● **Referring expression pointing data**
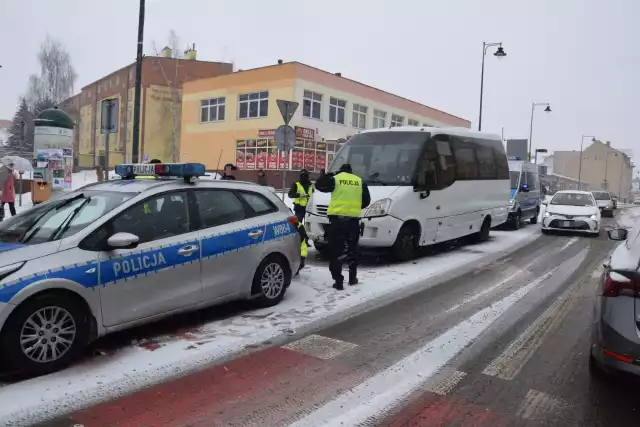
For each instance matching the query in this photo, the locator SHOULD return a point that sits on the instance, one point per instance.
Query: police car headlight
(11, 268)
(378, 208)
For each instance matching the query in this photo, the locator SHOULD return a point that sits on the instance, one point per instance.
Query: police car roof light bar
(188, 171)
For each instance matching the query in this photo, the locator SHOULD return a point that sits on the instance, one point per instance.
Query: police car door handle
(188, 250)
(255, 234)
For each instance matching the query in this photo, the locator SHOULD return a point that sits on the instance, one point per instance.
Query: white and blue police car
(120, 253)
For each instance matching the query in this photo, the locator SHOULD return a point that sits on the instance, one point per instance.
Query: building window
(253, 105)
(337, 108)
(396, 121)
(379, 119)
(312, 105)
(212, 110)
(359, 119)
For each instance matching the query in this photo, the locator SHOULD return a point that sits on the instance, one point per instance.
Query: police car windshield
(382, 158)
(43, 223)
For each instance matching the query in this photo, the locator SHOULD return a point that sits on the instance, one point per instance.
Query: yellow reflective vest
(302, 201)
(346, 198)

● **WHAT IS NEEDED**
Restate each entry word for word, please, but drop any images it holds.

● **WRITTEN SOLUTION**
For each instance matching the query in this photo, the locator SHOULD return a point that sits on the instance, one point per instance.
Query: police car headlight
(11, 268)
(378, 208)
For each instance matching the query in this photo, the locator SHOULD return a point that sits on the instance, one point per instance.
Query: police car roof light bar
(188, 171)
For each instance matching the query in this photo, the locator SHOULD return a point that sits on the instance, one point per instance.
Query: police car door handle
(188, 250)
(255, 234)
For each instance matching the query in this photo, the locator SHOULD return a point that sits on the instance, one point per instance.
Query: white and blue police car
(120, 253)
For each instance matching the query in this photo, the locator SHOULD return a point that sits on the instance, one point per instance.
Query: building window
(253, 105)
(337, 108)
(396, 121)
(379, 119)
(312, 105)
(212, 110)
(359, 119)
For each instance matching the query in this photo, the locator SHOULD return a point that sits on the instance, one point per instance.
Query: police car windshield
(382, 158)
(43, 223)
For each instance matching the query in this photo, the locator SHOULD return a point that sits on the instance, one point per instance.
Query: yellow reflective vest
(302, 201)
(346, 198)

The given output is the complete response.